**本文**

イスラエル軍がガザ難民キャンプ空爆、40人以上死亡とハマス
Nidal al-Mughrabi Mohammad Salem
[アルマワシ(ガザ地区) 10日 ロイター] - イスラエル軍は10日未明、パレスチナ自治区ガザ南部の安全地帯とされる難民キャンプを空爆した。イスラエル軍はイスラム組織ハマスの司令センターを標的にしたとしている。
ガザの市民救急隊は、少なくとも65人が死亡または負傷したとみられるが、多くの人が砂に埋もれ行方不明となっているため、死傷者の内訳は明らかにできないとしている。
ハマスが運営するガザ政府のメディア部門は、死者は40人以上との見方を示した。少なくとも60人が負傷し、救助隊が捜索を続けているが、多くが行方不明のままだと明らかにした。
住民や医療関係者によると、ハンユニスに近いアルマワシ地区でテントが連なる難民キャンプが5─6発のミサイルや爆弾の攻撃を受けた。キャンプにはイスラエル軍の指示を受けて他の場所から避難してきた家族が集まっていた。

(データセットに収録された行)
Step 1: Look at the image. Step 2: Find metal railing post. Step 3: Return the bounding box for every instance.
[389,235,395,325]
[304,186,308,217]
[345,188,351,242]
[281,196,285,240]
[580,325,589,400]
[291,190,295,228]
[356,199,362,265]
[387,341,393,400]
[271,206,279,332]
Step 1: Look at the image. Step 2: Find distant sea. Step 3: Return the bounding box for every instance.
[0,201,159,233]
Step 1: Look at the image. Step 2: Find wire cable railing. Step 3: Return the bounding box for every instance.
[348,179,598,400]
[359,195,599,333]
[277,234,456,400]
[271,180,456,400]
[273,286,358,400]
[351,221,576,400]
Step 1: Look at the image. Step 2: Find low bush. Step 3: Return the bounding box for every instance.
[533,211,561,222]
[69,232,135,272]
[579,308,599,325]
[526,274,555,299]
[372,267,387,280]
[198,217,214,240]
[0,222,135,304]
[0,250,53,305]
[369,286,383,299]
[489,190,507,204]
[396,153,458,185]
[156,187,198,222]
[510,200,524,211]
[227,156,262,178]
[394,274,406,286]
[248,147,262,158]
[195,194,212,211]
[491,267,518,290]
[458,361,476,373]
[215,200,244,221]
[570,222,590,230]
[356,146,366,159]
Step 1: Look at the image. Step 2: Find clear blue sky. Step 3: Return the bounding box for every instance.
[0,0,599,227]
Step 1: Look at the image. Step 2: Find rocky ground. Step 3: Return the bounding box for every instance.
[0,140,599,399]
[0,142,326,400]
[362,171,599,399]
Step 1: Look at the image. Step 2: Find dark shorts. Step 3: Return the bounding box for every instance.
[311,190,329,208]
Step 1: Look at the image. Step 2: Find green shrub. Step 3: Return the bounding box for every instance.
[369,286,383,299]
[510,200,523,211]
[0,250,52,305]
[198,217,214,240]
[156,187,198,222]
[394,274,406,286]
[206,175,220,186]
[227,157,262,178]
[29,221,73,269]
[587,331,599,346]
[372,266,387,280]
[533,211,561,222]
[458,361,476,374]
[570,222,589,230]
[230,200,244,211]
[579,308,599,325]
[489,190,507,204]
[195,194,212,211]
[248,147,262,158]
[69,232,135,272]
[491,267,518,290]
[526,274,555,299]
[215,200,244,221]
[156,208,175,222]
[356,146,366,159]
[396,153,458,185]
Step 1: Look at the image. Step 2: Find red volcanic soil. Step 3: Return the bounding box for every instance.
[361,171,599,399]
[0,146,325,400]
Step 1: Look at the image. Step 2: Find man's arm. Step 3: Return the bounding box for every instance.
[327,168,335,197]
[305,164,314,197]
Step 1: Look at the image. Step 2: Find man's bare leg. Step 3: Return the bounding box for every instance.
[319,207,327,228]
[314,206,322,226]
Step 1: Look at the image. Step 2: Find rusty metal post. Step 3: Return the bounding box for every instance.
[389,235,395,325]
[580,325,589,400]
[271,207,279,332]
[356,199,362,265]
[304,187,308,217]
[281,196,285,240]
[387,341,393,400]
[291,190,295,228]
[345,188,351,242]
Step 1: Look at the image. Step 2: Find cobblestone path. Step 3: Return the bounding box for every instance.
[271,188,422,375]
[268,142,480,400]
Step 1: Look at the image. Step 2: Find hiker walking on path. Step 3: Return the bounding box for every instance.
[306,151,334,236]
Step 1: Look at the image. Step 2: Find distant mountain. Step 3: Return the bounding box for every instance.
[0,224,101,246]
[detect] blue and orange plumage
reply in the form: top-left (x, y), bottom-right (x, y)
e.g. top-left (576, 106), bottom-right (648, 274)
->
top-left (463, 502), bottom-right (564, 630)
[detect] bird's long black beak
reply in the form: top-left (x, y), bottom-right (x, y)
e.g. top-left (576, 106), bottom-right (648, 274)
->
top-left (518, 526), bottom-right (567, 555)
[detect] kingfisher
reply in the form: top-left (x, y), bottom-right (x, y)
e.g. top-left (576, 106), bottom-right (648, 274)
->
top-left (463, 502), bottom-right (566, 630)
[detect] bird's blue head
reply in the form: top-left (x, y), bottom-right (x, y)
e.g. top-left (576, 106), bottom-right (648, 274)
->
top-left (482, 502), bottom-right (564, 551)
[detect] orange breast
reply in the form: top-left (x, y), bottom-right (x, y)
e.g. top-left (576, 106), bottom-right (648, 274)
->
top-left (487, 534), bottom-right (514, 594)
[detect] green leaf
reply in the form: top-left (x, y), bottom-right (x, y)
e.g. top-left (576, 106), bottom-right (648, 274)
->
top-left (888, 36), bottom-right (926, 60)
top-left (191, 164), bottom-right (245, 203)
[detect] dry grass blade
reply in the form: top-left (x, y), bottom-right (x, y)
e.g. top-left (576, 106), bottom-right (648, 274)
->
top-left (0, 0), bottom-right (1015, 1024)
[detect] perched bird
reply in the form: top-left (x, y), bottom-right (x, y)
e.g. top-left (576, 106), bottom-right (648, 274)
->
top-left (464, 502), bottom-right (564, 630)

**取り組む課題**
1. ガザ空爆の記事の「ハマスが運営するガザ政府のメ」から「してきた家族が集まっていた。」までを、「テント」を「天幕」に置き換えた形に更新して示してください。
2. ガザ空爆の記事について、次の問いに答えてください。
(a) 難民キャンプへの空爆は何日の未明に行われましたか。
(b) ハマスが運営するガザ政府のメディア部門は、死者を何人以上とみていますか。
(c) 難民キャンプは何発のミサイルや爆弾の攻撃を受けましたか。
3. ガザ空爆の記事を、最後の文の後から先へ書き進めてください。
これらの行は、ガザ空爆の記事とは関係がありません。

**解答**
1.
ハマスが運営するガザ政府のメディア部門は、死者は40人以上との見方を示した。少なくとも60人が負傷し、救助隊が捜索を続けているが、多くが行方不明のままだと明らかにした。
住民や医療関係者によると、ハンユニスに近いアルマワシ地区で天幕が連なる難民キャンプが5─6発のミサイルや爆弾の攻撃を受けた。キャンプにはイスラエル軍の指示を受けて他の場所から避難してきた家族が集まっていた。

2.
(a) 10日
(b) 40人以上
(c) 5─6発

3.
ガザ市民救急隊によると、少なくとも20張のテントが炎上し、ミサイルによって深さ9メートルのクレーターができた。死傷者65人には女性や子どもも含まれているというが、内訳は明らかにされていない。
同隊の担当者は「われわれのチームは死傷者を運び出す作業を続けている。イスラエルによる新たな虐殺のようだ」と述べ、砂に埋もれている生存者の捜索は難航していると明かした。
周囲のテントは完全に焼け落ち、がれきが散乱する荒れ地には金属のフレームだけが残っていた。車は砂に埋もれ上部だけが見えていた。
近くの病院には白いビニール袋に詰められた遺体や血まみれの布で包まれた遺体が集められた。
救出された男性は抱えた女児を指して「これがイスラエルの標的だ。われわれは安全であるはずの人道支援地域にいた」と述べた。
生存者の女性は激しい爆発で目が覚め、子供たちと一緒に逃げたとロイターの記者に語った。「バラバラに切り刻まれた女性やバラバラに切り刻まれた子供、殉教者を見た」と話した。
一方、イスラエル軍は声明で、「ハンユニスの人道区域内にある指揮統制センターで活動していたハマスの上級司令官を攻撃した」と説明した。
「これらのテロリストは10月7日の虐殺の実行に直接関与しており、最近もテロ活動を行っている」と主張した。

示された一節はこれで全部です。